◆ EXERCISE TASK
Please pick up the passage on Wisconsin's youth conservation camps after its last sentence and carry it forward.

◆ EXTRACT TO READ
# # #
The State of Wisconsin had millions of acres of land for which to care for economic profit, conservation of the land, and recreational use by the citizens of the state. The work for the youth was to assist with projects created by Wisconsin Conservation Department professionals. The placement of the program partially under the Department of Welfare led, in part, to the false perception that the camps were set up for delinquent or under-privileged youth.  In fact, the purpose was to recruit young men interested in pursuing a career in the natural resources. Eventually, the camps came under the sole jurisdiction of the Department of Natural Resources.
# # #
◆ PROVIDED DATA
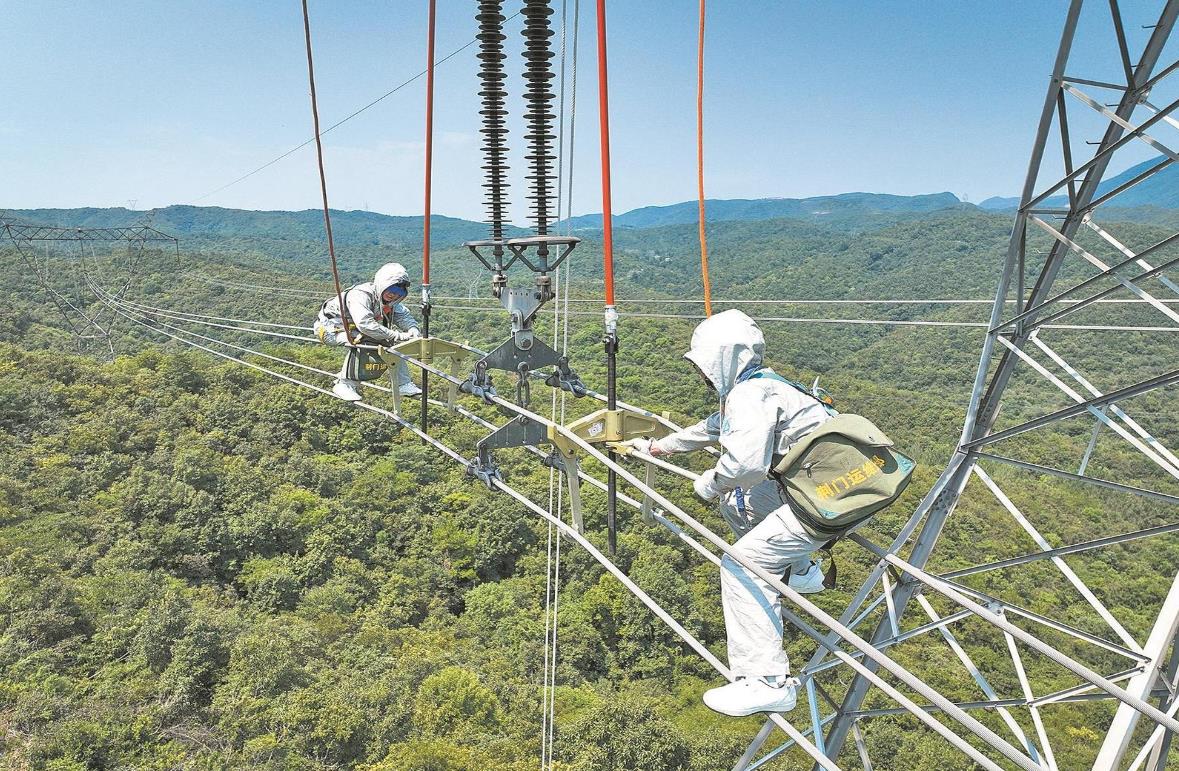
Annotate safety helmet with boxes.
[373,263,409,303]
# # #
◆ OUTPUT OF THE EXERCISE
The first camp sessions were six weeks long. Then camps ran two, five-week sessions that initially included 100 boys for each session. Through the years that changed to 50 boys and 50 girls each time.  In the early 1990s, camp sessions were shortened to four-week sessions because of school calendars in the state. The early campers made $18 a week plus room and board, working a 40-hour week. In 1991, the campers were working 32 hours per week (with eight hours focused on education) and were paid $4.25 an hour with $40 a week deducted from pay for room and board.  Each camp had the following staff: the director, assistant director, environmental education coordinator, 10 counselors, and two cooks.

Gaylord Nelson, Wisconsin Governor 1959-1963, Wisconsin U.S. Senator 1963-1981, Founder of Earth Day on April 22, 1970

Known as the nation’s conservation governor, Nelson’s vision of New Environmentalism led to bipartisan support in Wisconsin and nationally to protect and conserve our natural resources. The Wisconsin YCC was created through his inspiration and guidance, and was based on education, wise stewardship of natural resources and social justice. His idea of the YCC was to improve the environment by employing youth ages 16-19. In 1961, he fought for Wisconsin’s Outdoor Recreation Action Program, which created over one million acres of parks and wilderness areas and the Wisconsin YCC. It was first funded by a one-cent per pack cigarette tax.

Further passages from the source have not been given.